___ DATA SHOWN
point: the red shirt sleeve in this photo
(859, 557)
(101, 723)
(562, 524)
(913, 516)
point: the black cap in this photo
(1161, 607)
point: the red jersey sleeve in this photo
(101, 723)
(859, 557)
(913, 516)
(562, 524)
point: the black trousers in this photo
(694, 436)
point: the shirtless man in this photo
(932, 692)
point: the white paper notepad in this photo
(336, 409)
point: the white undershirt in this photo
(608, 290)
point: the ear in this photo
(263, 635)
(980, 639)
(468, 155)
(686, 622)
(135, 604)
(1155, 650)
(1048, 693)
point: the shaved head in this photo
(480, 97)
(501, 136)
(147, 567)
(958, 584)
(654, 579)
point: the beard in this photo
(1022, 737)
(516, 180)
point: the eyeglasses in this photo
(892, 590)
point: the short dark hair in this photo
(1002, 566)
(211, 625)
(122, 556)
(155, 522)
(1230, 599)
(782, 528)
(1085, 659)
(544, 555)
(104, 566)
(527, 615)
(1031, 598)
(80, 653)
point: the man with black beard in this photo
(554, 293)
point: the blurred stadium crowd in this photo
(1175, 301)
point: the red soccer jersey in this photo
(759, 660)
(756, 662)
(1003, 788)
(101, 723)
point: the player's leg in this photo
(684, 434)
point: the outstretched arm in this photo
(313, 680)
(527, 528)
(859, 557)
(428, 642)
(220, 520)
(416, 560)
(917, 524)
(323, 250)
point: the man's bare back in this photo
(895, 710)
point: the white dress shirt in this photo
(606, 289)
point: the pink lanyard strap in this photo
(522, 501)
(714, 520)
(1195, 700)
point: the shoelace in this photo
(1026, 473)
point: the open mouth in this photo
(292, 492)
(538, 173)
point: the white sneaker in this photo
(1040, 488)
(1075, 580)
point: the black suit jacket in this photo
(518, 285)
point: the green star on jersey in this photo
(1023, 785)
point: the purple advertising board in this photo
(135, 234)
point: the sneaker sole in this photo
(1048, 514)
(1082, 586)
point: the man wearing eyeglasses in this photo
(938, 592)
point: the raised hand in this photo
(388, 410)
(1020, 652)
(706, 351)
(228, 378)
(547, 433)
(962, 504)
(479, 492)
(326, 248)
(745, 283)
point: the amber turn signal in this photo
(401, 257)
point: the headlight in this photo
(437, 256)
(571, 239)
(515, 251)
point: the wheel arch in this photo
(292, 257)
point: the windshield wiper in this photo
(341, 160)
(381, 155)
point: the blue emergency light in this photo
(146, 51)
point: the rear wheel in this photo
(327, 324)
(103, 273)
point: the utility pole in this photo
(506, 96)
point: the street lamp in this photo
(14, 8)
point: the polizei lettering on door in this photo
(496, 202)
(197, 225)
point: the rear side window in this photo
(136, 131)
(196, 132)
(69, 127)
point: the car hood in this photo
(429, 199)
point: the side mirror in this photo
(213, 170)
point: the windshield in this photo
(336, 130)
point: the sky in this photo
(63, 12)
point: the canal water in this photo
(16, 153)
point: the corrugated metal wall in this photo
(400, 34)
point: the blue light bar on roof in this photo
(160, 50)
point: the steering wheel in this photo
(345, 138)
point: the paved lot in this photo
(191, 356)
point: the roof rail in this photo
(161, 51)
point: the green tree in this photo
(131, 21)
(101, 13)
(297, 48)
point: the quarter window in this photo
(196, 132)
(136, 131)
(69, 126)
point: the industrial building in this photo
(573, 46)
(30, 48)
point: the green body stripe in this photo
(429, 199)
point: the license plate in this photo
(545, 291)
______
WHAT THE TASK REQUIRES
Print the entries exactly. Include every one.

OUTPUT OF THE TASK
point: the red shirt sleeve in this photo
(859, 557)
(101, 723)
(562, 524)
(913, 516)
point: the black cap in this photo
(1161, 607)
point: the red jersey sleeve in this photo
(101, 723)
(859, 557)
(913, 516)
(562, 524)
point: the black trousers in this photo
(694, 436)
point: the shirtless man in this photo
(932, 692)
point: the white paper notepad in this photo
(336, 409)
point: the white undershirt in this photo
(608, 290)
point: the ear in this photo
(263, 635)
(980, 639)
(468, 155)
(686, 622)
(135, 604)
(1155, 650)
(1048, 693)
point: the shaved head in this photo
(480, 97)
(501, 136)
(147, 567)
(958, 584)
(654, 579)
point: the beard in this photo
(1022, 737)
(516, 180)
point: the eyeglasses in this photo
(892, 590)
point: the short dark hair in this photo
(1002, 566)
(211, 625)
(122, 556)
(155, 522)
(1230, 599)
(782, 528)
(1085, 659)
(544, 555)
(104, 566)
(527, 615)
(1031, 598)
(80, 653)
point: the man with black beard in this photo
(554, 293)
point: the blurred stadium crowd in this photo
(1175, 301)
point: the red soccer jersey in this photo
(759, 660)
(756, 662)
(1003, 788)
(101, 723)
point: the player's leg in this photo
(684, 434)
point: the outstretched arm in this photo
(313, 680)
(527, 528)
(859, 557)
(428, 642)
(220, 520)
(416, 560)
(917, 524)
(323, 250)
point: the man's bare back in this photo
(895, 710)
point: the white dress shirt in this photo
(606, 289)
point: the pink lanyard strap in this photo
(522, 501)
(714, 520)
(1195, 700)
point: the shoelace in this photo
(1026, 473)
point: the open mouth in this photo
(292, 492)
(538, 173)
point: the white sneaker in this photo
(1040, 488)
(1075, 580)
point: the black suit jacket in this photo
(518, 285)
point: the green star on jersey in this photo
(1023, 785)
point: the purple advertising board in this photo
(135, 234)
point: the sneaker sole in this photo
(1048, 514)
(1082, 586)
point: the man wearing eyeglasses in this photo
(938, 592)
point: the raised hand in this photo
(388, 410)
(1020, 652)
(706, 351)
(228, 378)
(547, 433)
(962, 504)
(479, 492)
(326, 248)
(745, 283)
point: the amber turn signal in this photo
(401, 257)
point: the headlight in this photo
(437, 256)
(571, 239)
(515, 251)
point: the wheel arch in this photo
(292, 257)
point: the windshield wiper in this photo
(341, 160)
(381, 155)
point: the blue emergency light in this photo
(146, 51)
point: the rear wheel in this photo
(327, 324)
(103, 273)
point: the utility pole in this photo
(506, 96)
point: the street lamp in this photo
(14, 8)
point: the polizei lettering on door in this photo
(496, 202)
(197, 225)
point: the rear side window in this photo
(136, 131)
(196, 132)
(69, 127)
point: the car hood in this photo
(429, 199)
point: the side mirror in this photo
(213, 170)
point: the windshield in this photo
(336, 130)
point: the sky in this photo
(63, 12)
point: the canal water in this photo
(16, 153)
point: the corrugated metal wall in this photo
(400, 34)
point: the blue light bar on roof in this photo
(160, 50)
point: the steering wheel in this photo
(345, 138)
point: the paved lot in this photo
(191, 356)
point: the roof rail in this photo
(161, 51)
point: the green tree in this photo
(131, 21)
(101, 13)
(297, 48)
point: the quarter window in this photo
(196, 132)
(136, 131)
(69, 126)
point: the industrial building in this photo
(573, 46)
(30, 48)
point: the green body stripe in this photo
(429, 199)
point: the license plate in this photo
(545, 291)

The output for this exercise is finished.